> CHALLENGES
**a.** From the ingredients listed under "To finish the soup" in the ramen soup recipe, list every one whose amount is given in tablespoons or teaspoons, along with that amount.
**b.** Extend the ramen soup recipe past its final listed ingredient.

Start of PAGE

Japanese style ramen soup with a shiitake ginger broth
This soup may look humble but it’s packed full of delicious umami flavour!
I must say I am pretty happy with this recipe! Broth style soups have never really been my thing but my partner Che and our kids love them so I figured I'd give it a go. Plus I have been struggling (okay totally failing) to stick to our food budget so I have been trying to make some more budget friendly recipes. Feeling confident after successfully making a nice broth for my agedashi tofu, I thought I'd try making a Japanese style noodle soup.
I am terrible at following recipes and sticking to traditional method, so I just started with the basic agedashi broth made up of mirin, soy and vegan shiitake dashi stock. And then I pretty much just added anything vaguely Japanese I had in my pantry and fridge. And it tasted yum! The star anise and ginger flavour was delicious.
I was pretty happy with result, but it was when I added some quick stir-fried green vegetables to the soup that it really started to taste amazing......if I do say so myself! The char sesame flavour from the vegetables really added to the subtle flavour of the soup and brought it all together. To my total surprise, this recipe might just be my favourite so far! I love how rich and flavoursome it is without feeling too heavy. You just feel so sated after eating a big bowl. And the kids love it too so that's a win.
The stock I use to make this soup does have a fair few ingredients in it, but you will find that you probably have most of it in your pantry already. You can also adapt the recipe and just whatever ingredients you do have and it will still taste yum. If you are in a rush, you can always skip making the stock and just used the dashi powder and stock cube – just use half the amount of water and no need to reduce it. Then you can have this recipe on the table in under fifteen minutes!
But if you have the time and inclination, do give the stock recipe ago. It will last ages in the fridge as its totally vegan and you can also freeze it. Make up a double or triple batch of it so you have a quick and easy dinner that can be ready in minutes.
Japanese style ramen soup with a shiitake ginger broth
Prep time: 1 hour and 10 minutes
Serves: 2 large serves
Dietary guide: Vegan and Gluten Free. FODMAP variation provided - see bottom of the page
Ingredients
For the stock
9 cups of water
1 teaspoon of coriander seeds
1 teaspoon of white peppercorns
2 small or 1 large star anise
2 cinnamon quills
8 cloves
2 garlic clove roughly chopped
2 ½ teaspoons of chopped ginger
1 golden shallot roughly chopped
½ cup of roughly chopped spring onion
4 tablespoons of sake or rice cooking wine
10 dried shiitake mushrooms
5 teaspoons of shiitake dashi stock powder
1 Massel “chicken” stock cube
1 tablespoon of sugar
To finish the soup
190g of dried ramen noodles
2 tablespoons of light soy sauce
2 tablespoons of mirin
Approximately 3 cups of Asian greens washed and roughly chopped
2 teaspoons of vegetable oil*
2 teaspoons of sesame oil*
½ cup of chopped fresh coriander leaves
250g of medium soft tofu such a (not silken) cubed
¼ cups of chopped spring onion (green part)
Toasted sesame seeds to garnish (optional)

End of PAGE
Start of RAW RECORDS

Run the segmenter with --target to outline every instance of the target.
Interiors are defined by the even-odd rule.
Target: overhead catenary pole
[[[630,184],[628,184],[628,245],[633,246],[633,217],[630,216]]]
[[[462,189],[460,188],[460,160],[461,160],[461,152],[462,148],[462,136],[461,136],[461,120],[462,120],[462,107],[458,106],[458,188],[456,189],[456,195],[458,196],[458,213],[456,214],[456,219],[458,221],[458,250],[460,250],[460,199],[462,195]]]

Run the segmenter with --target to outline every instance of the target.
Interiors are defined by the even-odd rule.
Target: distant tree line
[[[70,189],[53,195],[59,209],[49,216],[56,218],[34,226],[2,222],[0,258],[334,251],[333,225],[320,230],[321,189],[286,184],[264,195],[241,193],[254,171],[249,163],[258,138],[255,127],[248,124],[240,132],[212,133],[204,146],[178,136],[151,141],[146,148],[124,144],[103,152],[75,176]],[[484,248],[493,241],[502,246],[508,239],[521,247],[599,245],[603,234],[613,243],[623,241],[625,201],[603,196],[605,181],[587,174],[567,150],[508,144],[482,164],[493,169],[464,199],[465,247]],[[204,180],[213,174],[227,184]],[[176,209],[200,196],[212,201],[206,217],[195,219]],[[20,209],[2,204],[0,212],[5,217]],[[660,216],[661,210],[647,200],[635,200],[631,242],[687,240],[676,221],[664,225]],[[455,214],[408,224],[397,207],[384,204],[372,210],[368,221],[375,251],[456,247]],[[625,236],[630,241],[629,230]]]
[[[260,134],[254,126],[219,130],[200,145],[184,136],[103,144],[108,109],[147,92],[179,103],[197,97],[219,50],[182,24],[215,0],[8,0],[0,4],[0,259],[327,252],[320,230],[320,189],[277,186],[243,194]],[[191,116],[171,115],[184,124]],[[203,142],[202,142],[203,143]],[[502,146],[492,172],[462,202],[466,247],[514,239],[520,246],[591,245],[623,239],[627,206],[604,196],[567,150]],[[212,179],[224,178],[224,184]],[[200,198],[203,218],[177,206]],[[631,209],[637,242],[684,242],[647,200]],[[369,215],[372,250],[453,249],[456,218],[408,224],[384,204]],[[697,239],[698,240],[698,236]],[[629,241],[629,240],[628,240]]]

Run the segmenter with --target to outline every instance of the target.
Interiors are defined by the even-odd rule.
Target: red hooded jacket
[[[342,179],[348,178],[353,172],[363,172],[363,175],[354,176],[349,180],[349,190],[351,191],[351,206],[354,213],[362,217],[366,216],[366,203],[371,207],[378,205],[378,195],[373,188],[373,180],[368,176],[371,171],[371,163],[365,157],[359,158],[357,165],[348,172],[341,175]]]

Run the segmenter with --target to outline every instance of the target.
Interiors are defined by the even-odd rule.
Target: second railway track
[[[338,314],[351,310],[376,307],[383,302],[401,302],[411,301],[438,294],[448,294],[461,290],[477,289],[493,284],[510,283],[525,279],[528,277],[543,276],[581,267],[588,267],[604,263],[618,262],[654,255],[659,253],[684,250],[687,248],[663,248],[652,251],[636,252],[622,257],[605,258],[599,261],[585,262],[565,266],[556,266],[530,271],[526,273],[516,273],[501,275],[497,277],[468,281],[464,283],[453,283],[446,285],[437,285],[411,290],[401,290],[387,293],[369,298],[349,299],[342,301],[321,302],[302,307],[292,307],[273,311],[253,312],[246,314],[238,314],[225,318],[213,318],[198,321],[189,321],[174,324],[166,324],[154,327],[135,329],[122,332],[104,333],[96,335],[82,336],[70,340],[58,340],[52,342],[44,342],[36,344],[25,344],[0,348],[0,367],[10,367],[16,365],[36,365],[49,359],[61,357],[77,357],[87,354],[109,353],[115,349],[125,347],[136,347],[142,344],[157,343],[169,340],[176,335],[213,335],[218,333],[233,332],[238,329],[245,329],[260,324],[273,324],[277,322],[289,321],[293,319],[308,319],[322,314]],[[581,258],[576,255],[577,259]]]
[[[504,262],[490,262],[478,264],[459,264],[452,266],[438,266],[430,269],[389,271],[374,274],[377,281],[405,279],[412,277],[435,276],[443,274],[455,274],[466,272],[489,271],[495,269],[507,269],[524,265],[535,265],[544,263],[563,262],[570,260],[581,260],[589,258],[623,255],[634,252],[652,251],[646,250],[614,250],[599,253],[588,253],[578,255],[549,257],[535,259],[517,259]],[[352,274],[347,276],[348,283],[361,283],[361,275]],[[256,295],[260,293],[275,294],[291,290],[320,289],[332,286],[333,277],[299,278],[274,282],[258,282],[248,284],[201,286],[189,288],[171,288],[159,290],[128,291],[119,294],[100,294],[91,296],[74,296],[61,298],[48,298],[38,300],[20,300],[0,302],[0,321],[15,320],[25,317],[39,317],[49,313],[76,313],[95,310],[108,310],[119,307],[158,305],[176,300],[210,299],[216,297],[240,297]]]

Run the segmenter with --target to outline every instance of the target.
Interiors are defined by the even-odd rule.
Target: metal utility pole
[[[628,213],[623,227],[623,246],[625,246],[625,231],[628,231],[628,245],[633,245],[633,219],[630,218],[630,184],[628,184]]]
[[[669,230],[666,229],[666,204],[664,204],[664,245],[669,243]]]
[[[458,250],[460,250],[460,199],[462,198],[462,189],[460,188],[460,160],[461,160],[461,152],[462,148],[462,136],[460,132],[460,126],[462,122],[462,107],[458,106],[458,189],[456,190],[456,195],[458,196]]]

End of RAW RECORDS

> RESULTS OF THE EXERCISE
**a.**
- Light soy sauce: 2 tablespoons
- Mirin: 2 tablespoons
- Vegetable oil: 2 teaspoons
- Sesame oil: 2 teaspoons

**b.**
*you will need more if you want to fry the tofu
Method
First make the stock. Add all the ingredients to a large pot and bring to the boil on a high heat. Reduce to a medium heat and gently boil for about 30-45 minutes or until reduced by about half the amount of liquid you started off with. Strain the stock into a bowl through a fine sieve. Remove the shiitake mushrooms and discard the rest of the stock flavouring ingredients. Slice the mushrooms (or keep whole if you prefer) and return the mushrooms and stock liquid back into the stock pot.
Bring the stock back to the boil and add the soy sauce, mirin and ramen noodles. Stir the make sure the noodles don't clump together. Cook for about 8 minutes or until the noodles are almost done – make sure they are not over cooked as they will keep cooking a little in the hot stock. Whilst the noodles are cooking prepare the vegetables and tofu.
Heat a large fry pan or wok to a very high temperature. Best to not use a non-stick fry pan as you won't get that delicious char flavour that makes all the difference to the soup. When the pan is super hot, add the vegetable oil and sesame oil and toss in the Asian greens. Fry for about 3-4 minutes. Don't stir too frequently as you want the veggies to slightly char. Set aside.
With the tofu you can either add it to the soup simply cubed (as in the images) or if you prefer you can give it a quick fry first. Simple repeat the above process described for the veggies with the tofu.
When the noodles are ready, add the cooked veggies and tofu, the chopped green spring onion and fresh coriander (reserve some for garnish). Pour into two large soup bowl, garnish with the sesame seeds and the remaining coriander and spring onion. Enjoy.
FODMAP friendly adaptation: As shiitake is not good for people on a low FODMAP diet, I would suggest using kombu (kelp/seaweed) Dashi powder instead. However, as Monash does not include Kombu on it’s list, I can not guarantee you will tolerate it well (though it does rate kelp noodles as safe). If you don’t wasn’t to use Kombu Dashi, replace with Massell “chicken stock cubes.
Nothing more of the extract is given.